Directions: Which lines make up the answer? Those from the line with "<point>197,74</point>" through the end of the data; reproduce them exactly.

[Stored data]
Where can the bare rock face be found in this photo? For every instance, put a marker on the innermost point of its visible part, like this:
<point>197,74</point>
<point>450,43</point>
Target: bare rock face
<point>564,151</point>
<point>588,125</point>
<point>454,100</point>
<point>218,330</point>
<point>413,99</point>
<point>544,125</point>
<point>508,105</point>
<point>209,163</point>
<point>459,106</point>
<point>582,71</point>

Solution to this task:
<point>197,74</point>
<point>450,43</point>
Target: bare rock face
<point>564,151</point>
<point>588,125</point>
<point>454,100</point>
<point>218,330</point>
<point>413,99</point>
<point>544,125</point>
<point>508,105</point>
<point>209,163</point>
<point>459,106</point>
<point>582,71</point>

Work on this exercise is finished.